What needs to be done ▸
Copy the listing below, substituting "Give coordinates in the form" for every "Reply with coordinates formatted as" and keeping everything else the same.

Records taken from a collection:

--------

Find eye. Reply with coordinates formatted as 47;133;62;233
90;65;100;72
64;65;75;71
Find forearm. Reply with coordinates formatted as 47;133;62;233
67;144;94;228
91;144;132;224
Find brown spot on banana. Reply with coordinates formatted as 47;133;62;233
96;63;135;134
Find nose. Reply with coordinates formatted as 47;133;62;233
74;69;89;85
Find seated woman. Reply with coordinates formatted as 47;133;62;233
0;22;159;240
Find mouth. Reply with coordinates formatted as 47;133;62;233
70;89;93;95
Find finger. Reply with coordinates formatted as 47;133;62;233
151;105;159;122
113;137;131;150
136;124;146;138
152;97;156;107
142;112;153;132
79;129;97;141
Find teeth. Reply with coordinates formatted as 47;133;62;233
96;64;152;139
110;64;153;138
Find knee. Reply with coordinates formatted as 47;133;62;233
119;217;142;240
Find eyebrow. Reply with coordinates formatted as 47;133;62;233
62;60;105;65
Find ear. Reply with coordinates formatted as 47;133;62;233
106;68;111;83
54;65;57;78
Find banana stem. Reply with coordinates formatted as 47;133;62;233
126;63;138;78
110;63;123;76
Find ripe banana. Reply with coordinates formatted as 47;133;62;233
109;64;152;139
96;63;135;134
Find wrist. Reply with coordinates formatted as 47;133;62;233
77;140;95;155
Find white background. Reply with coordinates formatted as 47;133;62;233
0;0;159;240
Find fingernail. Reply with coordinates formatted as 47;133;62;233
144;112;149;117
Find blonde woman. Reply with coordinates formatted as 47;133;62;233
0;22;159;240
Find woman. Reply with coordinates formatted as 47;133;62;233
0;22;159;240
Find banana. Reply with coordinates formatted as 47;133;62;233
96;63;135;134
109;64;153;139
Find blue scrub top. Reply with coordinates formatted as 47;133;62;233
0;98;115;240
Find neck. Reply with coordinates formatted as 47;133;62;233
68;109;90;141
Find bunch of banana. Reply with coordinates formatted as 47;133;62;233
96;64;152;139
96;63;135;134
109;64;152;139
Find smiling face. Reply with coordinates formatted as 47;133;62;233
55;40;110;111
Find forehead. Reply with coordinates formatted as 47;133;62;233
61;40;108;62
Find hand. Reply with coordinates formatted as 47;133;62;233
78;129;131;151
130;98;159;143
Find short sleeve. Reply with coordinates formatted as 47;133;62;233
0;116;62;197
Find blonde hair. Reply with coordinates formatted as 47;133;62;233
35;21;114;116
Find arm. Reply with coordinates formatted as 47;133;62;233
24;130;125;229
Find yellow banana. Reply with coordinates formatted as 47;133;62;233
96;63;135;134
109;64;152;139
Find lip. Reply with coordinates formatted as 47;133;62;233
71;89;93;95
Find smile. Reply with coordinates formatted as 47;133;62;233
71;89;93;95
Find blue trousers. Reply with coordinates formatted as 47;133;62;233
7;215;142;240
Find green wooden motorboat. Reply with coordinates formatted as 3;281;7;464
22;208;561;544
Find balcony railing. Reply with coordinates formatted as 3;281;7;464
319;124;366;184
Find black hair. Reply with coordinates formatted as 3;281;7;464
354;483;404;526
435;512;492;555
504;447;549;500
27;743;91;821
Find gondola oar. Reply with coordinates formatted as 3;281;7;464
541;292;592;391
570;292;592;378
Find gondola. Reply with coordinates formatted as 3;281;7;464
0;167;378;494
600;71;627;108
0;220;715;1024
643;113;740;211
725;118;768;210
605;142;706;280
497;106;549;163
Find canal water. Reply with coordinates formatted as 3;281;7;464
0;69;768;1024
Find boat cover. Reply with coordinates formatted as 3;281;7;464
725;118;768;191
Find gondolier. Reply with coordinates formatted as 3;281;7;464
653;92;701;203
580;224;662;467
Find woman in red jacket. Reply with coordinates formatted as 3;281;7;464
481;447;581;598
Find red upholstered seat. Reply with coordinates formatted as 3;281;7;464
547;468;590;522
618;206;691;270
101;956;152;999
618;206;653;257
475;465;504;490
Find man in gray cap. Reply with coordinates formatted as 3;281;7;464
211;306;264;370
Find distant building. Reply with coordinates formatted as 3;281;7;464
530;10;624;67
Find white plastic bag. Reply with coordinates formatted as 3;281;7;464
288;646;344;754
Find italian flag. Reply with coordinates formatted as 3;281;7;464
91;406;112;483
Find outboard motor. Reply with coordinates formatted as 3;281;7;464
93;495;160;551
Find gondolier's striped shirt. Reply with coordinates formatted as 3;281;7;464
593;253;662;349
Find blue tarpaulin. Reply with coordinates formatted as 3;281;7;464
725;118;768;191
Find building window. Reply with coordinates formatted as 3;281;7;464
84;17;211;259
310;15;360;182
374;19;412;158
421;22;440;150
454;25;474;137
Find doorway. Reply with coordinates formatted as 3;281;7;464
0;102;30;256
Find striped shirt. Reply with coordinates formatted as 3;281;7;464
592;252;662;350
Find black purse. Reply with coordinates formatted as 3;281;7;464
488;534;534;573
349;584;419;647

--------

Task output ▸
Find eye. Give coordinates in the form 47;133;62;233
90;65;100;72
64;65;75;71
Find forearm. Give coordinates in the form 47;133;62;233
67;144;94;228
91;144;132;224
Find brown spot on banana. Give coordinates in the form 47;133;62;233
96;63;135;134
Find nose. Give coordinates in the form 47;133;62;233
74;69;89;85
Find seated woman. Give coordinates in the form 47;133;62;233
0;22;159;240
Find mouth. Give coordinates in the form 47;133;62;233
70;89;93;95
Find finger. Give coordinates in the form 47;133;62;233
151;105;159;122
113;137;131;150
136;124;146;138
152;97;156;107
142;112;153;132
79;129;97;141
Find teeth. Give coordinates in the form 47;133;62;233
96;64;152;139
110;64;153;138
Find knee. Give coordinates in the form 47;133;62;233
119;217;142;240
Find eyebrow. Give coordinates in the form 47;133;62;233
62;60;105;65
Find ear. Give coordinates in the form 47;133;62;233
106;68;111;83
54;65;57;78
Find banana stem. Give coordinates in the form 47;133;62;233
126;63;138;78
110;63;123;76
Find ripe banana. Give coordinates in the form 47;133;62;233
109;64;152;139
96;63;135;134
Find wrist. Give coordinates in the form 47;133;62;233
77;140;95;155
Find white background. Give coordinates in the form 47;133;62;233
0;0;159;240
Find fingernail. Give coordinates in the form 47;133;62;233
144;112;149;117
Find blonde woman. Give coordinates in the form 47;133;62;233
0;22;159;240
Find woman. Give coordinates in the form 47;133;62;233
0;22;159;240
Find banana. Give coordinates in the form 47;133;62;233
96;63;135;134
109;64;153;139
Find blue scrub top. Give coordinates in the form 47;133;62;233
0;98;115;240
Find neck. Give coordinates in the form 47;133;62;233
68;109;90;141
Find bunch of banana. Give coordinates in the form 47;133;62;233
96;64;152;139
96;63;135;134
109;64;152;139
Find smiling face. Give coordinates in the form 47;133;62;233
55;40;110;111
Find forehead. Give coordinates in the form 47;133;62;233
61;40;108;62
Find hand. Give coordinates in the form 47;133;62;233
78;129;131;151
130;98;159;143
Find short sleeve. Give coordinates in the form 47;133;62;233
0;116;62;197
Find blonde hair. Give coordinates in the form 47;133;62;233
35;21;114;116
Find arm. Give coordinates in the form 47;133;62;233
24;130;125;229
Find yellow banana. Give coordinates in the form 47;133;62;233
96;63;135;134
109;64;152;139
Find lip. Give coordinates in the form 47;133;62;233
71;89;93;95
Find smile. Give coordinates in the form 47;133;62;233
71;89;93;95
Find blue trousers. Give coordinates in the form 47;133;62;233
7;215;142;240
Find green wooden motorboat. Give coordinates in the form 3;281;7;464
22;208;561;544
Find balcony railing. Give coordinates in the form 3;281;7;464
319;124;366;184
Find black hair. Give coordinates in the form 3;281;7;464
354;483;404;526
435;512;492;555
504;447;549;500
27;743;91;821
Find gondola oar. Give coordinates in the form 3;281;7;464
541;292;592;391
570;292;592;378
Find gondola. Give coordinates in the form 3;281;7;464
0;167;378;494
600;71;627;108
0;220;715;1024
643;113;740;211
725;118;768;210
605;142;706;280
497;106;549;163
Find canal water. Give coordinates in the form 3;281;7;464
0;69;768;1024
Find boat cover. Give coordinates in the form 3;281;7;464
725;118;768;191
Find gondolier. Give coordinates in the form 3;281;7;464
653;92;701;203
580;224;662;467
Find woman in red jacket. Give coordinates in the form 3;281;7;464
481;447;581;598
Find red upholstered seat. Give coordinates in the form 3;281;7;464
547;468;590;522
618;206;691;270
101;956;152;999
618;206;653;257
475;465;504;490
Find man in gray cap. Give coordinates in the form 3;281;7;464
211;306;264;370
Find distant building. Give coordinates in the form 3;281;7;464
530;10;624;67
Find white plastic bag. Give coordinates in the form 3;281;7;464
288;646;344;754
Find italian flag. Give coordinates in the form 3;281;7;464
91;406;112;483
Find outboard motor. Give coordinates in the form 3;281;7;464
93;495;160;551
Find gondolier's striped shirt. Give coordinates in the form 3;281;7;464
593;253;662;349
Find blue tarpaulin. Give coordinates in the form 3;281;7;464
725;118;768;191
Find building window. Give coordinates in the form 3;281;7;464
84;17;211;259
310;15;360;182
374;19;412;158
421;22;440;150
454;25;474;137
Find doorway. Give coordinates in the form 3;281;7;464
0;102;30;256
Find striped shirt. Give coordinates in the form 3;281;7;464
592;252;662;350
Find black purse. Give coordinates in the form 3;281;7;464
488;534;534;573
349;584;419;647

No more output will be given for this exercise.